Please scale the entries below by writing out all of their lines again, with each answer coordinate multiplied by 2.6 and rounded to a whole number, halves going up. Leave the pictures out.

*Provided data*
===============
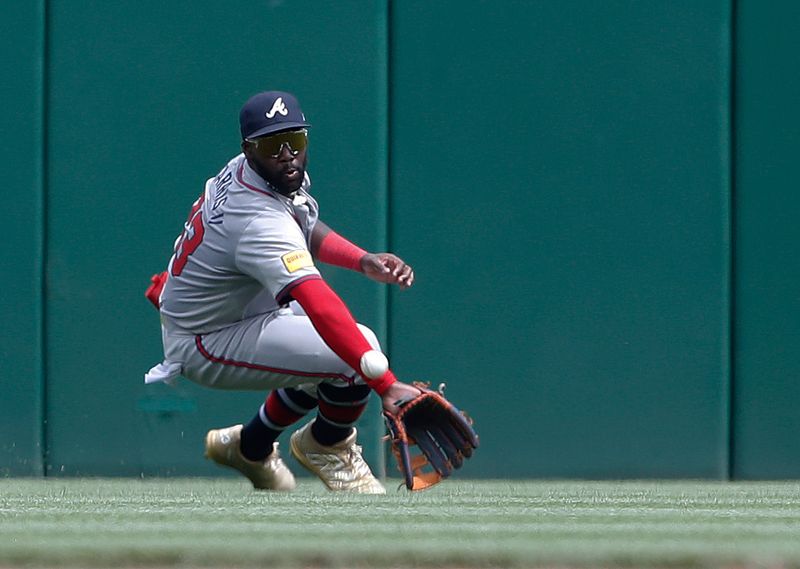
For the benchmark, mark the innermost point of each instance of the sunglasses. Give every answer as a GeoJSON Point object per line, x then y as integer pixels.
{"type": "Point", "coordinates": [272, 146]}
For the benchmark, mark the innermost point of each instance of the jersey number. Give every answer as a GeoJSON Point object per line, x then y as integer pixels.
{"type": "Point", "coordinates": [191, 237]}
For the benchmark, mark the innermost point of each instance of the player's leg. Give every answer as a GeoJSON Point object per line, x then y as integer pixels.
{"type": "Point", "coordinates": [282, 408]}
{"type": "Point", "coordinates": [282, 351]}
{"type": "Point", "coordinates": [327, 446]}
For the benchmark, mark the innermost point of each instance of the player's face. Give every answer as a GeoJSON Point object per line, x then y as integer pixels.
===============
*The response*
For the benchmark, mark the innermost point of each instance of the sunglasses. Give every answer as a GeoJSON Point object per line, x then y as integer pixels.
{"type": "Point", "coordinates": [707, 380]}
For the benchmark, mark the innermost point of each instance of the jersey number. Give every answer as a GeoJSON Point object per line, x then y as integer pixels.
{"type": "Point", "coordinates": [497, 616]}
For the benchmark, mark the innermost point of each instance of the player's leg. Give every answer as a GeoJSON Point object per line, x then y as integer pixels.
{"type": "Point", "coordinates": [733, 1061]}
{"type": "Point", "coordinates": [733, 913]}
{"type": "Point", "coordinates": [850, 1160]}
For the benchmark, mark the innermost point of each instance of the player's face. Give every answer as a GeoJSON Point object per line, x then y as integer pixels.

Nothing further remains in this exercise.